Description of the task =
In the ZenML Service Connectors introduction below, list every service named in the sentence that begins "For example, it might need to connect to".

Source text =

Introduction
Connect your ZenML deployment to a cloud provider and other infrastructure services and resources.
A production-grade MLOps platform involves interactions between a diverse combination of third-party libraries and external services sourced from various different vendors. One of the most daunting hurdles in building and operating an MLOps platform composed of multiple components is configuring and maintaining uninterrupted and secured access to the infrastructure resources and services that it consumes.
In layman's terms, your pipeline code needs to "connect" to a handful of different services to run successfully and do what it's designed to do. For example, it might need to connect to a private AWS S3 bucket to read and store artifacts, a Kubernetes cluster to execute steps with Kubeflow or Tekton, and a private GCR container registry to build and store container images. ZenML makes this possible by allowing you to configure authentication information and credentials embedded directly into your Stack Components, but this doesn't scale well when you have more than a few Stack Components and has many other disadvantages related to usability and security.
Gaining access to infrastructure resources and services requires knowledge about the different authentication and authorization mechanisms and involves configuring and maintaining valid credentials. It gets even more complicated when these different services need to access each other. For instance, the Kubernetes container running your pipeline step needs access to the S3 bucket to store artifacts or needs to access a cloud service like AWS SageMaker, VertexAI, or AzureML to run a CPU/GPU intensive task like training a model.
The challenge comes from setting up and implementing proper authentication and authorization with the best security practices in mind, while at the same time keeping this complexity away from the day-to-day routines of coding and running pipelines.
The hard-to-swallow truth is there is no single standard that unifies all authentication and authorization-related matters or a single, well-defined set of security best practices that you can follow. However, with ZenML you get the next best thing, an abstraction that keeps the complexity of authentication and authorization away from your code and makes it easier to tackle them: the ZenML Service Connectors.

A representative use-case
The range of features covered by Service Connectors is extensive and going through the entire Service Connector Guide can be overwhelming. If all you want is to get a quick overview of how Service Connectors work and what they can do for you, this section is for you.
This is a representative example of how you would use a Service Connector to connect ZenML to a cloud service. This example uses the AWS Service Connector to connect ZenML to an AWS S3 bucket and then link an S3 Artifact Store Stack Component to it.
Some details about the current alternatives to using Service Connectors and their drawbacks are provided below. Feel free to skip them if you are already familiar with them or just want to get to the good part.

Raw data =
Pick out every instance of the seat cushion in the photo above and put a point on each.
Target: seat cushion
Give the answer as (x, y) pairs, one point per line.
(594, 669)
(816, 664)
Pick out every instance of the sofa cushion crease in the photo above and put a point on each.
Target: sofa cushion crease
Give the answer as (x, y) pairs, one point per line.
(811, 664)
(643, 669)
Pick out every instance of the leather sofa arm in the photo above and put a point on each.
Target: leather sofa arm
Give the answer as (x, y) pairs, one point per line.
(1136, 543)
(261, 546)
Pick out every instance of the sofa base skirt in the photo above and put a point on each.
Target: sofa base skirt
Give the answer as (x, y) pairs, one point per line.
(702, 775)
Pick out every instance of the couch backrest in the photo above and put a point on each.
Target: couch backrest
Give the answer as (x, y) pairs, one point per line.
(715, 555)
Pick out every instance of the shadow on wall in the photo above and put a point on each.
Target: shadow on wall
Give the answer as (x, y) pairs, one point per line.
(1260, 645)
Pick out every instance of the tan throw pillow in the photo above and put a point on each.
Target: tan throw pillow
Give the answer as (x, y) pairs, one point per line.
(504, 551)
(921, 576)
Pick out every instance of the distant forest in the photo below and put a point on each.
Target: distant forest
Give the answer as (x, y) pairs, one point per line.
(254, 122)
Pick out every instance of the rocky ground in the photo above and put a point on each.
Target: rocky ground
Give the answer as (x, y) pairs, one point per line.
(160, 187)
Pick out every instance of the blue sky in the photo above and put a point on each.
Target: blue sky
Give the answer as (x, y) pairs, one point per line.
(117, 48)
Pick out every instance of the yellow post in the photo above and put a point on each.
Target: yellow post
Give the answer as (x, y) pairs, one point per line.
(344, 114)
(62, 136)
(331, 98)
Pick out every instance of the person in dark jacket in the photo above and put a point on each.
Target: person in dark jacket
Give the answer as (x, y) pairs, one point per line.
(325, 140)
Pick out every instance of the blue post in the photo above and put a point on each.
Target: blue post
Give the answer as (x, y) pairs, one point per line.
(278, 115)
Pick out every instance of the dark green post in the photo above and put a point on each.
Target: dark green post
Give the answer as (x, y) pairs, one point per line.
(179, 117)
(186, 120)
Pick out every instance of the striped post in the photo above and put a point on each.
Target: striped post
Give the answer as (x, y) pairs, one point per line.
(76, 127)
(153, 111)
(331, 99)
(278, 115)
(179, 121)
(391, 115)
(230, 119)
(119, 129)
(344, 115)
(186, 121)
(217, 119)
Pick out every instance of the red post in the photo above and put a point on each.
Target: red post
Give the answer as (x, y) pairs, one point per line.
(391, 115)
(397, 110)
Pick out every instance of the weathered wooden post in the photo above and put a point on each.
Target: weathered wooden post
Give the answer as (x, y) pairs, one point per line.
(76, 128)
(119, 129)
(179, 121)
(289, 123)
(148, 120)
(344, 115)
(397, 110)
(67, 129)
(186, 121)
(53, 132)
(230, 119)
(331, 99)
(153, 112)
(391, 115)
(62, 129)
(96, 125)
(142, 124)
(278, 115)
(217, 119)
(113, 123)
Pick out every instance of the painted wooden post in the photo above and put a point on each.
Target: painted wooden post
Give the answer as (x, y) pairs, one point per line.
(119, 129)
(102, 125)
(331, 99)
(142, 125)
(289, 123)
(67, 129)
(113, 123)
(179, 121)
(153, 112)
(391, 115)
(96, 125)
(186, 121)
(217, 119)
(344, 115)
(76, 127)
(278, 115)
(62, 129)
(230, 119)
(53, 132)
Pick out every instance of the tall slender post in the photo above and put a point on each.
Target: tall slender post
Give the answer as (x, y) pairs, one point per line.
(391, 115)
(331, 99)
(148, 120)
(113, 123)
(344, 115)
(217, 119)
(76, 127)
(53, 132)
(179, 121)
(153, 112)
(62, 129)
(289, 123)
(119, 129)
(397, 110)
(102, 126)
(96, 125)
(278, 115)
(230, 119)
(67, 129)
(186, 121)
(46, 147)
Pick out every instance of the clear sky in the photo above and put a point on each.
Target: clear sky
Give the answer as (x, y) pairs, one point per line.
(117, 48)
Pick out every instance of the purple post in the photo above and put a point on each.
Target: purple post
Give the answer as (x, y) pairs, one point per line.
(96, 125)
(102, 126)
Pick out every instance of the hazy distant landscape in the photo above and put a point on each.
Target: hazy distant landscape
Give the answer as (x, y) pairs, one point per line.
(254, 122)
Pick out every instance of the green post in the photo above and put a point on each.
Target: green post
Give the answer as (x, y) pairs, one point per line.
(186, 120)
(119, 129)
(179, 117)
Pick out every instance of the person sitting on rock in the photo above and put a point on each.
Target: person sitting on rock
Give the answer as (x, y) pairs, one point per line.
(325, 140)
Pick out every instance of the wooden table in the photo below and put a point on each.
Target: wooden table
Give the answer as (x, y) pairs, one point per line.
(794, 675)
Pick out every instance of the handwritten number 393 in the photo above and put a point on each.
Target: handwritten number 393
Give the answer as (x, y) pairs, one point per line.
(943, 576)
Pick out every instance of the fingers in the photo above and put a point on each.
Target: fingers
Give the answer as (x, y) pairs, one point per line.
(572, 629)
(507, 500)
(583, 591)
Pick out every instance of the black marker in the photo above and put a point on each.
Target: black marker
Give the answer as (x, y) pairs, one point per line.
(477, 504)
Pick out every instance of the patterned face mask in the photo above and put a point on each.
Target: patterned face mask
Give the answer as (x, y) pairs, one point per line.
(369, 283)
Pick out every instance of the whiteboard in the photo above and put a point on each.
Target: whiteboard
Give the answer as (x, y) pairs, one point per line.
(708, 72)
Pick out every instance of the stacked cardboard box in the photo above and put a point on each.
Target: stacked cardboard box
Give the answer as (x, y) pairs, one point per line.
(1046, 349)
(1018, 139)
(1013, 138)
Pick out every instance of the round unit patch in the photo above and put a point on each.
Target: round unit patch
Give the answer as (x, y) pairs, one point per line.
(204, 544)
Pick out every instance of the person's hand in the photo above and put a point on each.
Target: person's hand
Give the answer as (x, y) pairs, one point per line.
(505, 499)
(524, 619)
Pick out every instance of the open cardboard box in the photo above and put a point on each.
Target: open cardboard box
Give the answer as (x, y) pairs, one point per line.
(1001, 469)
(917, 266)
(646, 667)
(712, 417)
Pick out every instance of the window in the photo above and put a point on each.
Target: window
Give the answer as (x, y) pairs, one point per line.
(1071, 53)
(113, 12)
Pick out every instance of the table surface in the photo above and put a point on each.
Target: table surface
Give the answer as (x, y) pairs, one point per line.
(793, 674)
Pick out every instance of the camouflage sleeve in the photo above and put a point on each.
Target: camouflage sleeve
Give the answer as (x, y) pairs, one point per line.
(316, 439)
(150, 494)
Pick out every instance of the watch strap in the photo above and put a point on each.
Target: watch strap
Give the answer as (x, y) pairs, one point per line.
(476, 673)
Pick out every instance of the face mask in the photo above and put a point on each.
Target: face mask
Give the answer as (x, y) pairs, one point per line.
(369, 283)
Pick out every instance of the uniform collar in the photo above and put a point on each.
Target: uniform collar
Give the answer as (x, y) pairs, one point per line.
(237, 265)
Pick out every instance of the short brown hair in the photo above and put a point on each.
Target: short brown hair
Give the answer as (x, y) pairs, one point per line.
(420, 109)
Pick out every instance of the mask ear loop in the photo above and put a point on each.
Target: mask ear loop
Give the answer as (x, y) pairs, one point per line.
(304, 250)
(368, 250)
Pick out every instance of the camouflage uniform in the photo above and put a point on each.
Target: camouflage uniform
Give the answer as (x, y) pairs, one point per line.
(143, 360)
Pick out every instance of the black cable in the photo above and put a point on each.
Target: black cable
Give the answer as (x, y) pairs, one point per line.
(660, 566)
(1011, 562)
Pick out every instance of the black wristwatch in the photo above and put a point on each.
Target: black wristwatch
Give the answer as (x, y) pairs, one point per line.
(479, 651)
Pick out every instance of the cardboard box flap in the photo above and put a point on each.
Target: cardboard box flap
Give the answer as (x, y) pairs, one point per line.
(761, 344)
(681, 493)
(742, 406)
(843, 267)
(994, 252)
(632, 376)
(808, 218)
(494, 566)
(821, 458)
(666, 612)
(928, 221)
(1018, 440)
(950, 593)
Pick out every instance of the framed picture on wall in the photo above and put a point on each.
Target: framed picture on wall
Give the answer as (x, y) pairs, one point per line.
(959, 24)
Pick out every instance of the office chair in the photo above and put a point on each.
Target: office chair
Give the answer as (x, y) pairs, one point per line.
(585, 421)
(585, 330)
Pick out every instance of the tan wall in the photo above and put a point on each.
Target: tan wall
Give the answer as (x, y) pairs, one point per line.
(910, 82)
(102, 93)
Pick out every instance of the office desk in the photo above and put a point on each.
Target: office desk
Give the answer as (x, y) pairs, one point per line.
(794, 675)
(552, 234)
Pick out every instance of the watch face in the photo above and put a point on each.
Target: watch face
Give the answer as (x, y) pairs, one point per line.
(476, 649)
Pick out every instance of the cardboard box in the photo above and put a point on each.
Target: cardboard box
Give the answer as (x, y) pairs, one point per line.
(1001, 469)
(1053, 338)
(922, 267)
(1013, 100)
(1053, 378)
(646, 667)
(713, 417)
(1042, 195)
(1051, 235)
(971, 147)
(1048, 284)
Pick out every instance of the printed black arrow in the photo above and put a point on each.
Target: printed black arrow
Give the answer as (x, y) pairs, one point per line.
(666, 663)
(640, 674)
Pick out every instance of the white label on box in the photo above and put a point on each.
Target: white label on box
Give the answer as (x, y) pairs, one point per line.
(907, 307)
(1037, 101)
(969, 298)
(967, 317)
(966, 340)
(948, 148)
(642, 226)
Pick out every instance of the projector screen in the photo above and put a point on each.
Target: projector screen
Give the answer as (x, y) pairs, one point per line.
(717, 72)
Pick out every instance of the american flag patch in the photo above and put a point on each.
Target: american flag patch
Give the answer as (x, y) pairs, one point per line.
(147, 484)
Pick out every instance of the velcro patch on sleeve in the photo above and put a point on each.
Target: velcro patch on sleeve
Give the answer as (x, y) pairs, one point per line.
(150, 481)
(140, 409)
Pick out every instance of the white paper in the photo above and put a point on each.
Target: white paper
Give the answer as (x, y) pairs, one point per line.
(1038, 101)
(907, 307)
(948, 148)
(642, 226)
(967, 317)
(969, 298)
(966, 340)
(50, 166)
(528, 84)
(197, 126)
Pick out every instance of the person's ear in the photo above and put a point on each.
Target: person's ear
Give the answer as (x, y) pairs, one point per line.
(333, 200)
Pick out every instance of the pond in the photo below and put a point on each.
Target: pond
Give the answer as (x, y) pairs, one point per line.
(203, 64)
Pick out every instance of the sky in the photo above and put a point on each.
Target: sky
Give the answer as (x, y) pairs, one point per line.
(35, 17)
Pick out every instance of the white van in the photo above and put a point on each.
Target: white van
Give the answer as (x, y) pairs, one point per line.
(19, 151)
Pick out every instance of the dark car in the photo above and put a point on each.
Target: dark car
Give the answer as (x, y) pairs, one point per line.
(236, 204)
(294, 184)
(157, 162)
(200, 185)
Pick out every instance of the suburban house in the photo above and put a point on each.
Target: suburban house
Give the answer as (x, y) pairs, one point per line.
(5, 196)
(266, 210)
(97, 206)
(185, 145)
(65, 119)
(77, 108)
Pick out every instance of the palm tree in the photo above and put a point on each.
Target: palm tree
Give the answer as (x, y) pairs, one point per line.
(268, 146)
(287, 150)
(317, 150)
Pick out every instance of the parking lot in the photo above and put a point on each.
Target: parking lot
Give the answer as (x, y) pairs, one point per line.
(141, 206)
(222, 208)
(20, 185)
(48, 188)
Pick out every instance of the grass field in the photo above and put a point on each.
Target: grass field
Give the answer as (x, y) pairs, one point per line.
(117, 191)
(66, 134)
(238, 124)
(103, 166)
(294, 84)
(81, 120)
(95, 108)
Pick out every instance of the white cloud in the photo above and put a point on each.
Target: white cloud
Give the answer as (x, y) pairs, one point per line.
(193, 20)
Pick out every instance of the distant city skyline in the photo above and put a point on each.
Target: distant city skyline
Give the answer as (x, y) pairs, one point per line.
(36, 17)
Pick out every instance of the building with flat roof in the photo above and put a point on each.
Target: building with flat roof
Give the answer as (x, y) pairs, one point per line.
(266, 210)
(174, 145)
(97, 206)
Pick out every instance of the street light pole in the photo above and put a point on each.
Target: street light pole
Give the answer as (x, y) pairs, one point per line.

Worked answer =
- A private AWS S3 bucket
- A Kubernetes cluster
- A private GCR container registry